→ Given instruction
Which lines in the items below contain the word "identify"? Extract each of those lines in full.

→ Available data
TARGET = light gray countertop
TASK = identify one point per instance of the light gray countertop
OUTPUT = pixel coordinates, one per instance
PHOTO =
==
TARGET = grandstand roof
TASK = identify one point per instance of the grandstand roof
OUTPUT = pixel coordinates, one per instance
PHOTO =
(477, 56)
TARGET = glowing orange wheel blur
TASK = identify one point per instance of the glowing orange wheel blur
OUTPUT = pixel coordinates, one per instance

→ Final answer
TASK = identify one point per instance of the light gray countertop
TASK = identify one point per instance of the grandstand roof
TASK = identify one point per instance of the glowing orange wheel blur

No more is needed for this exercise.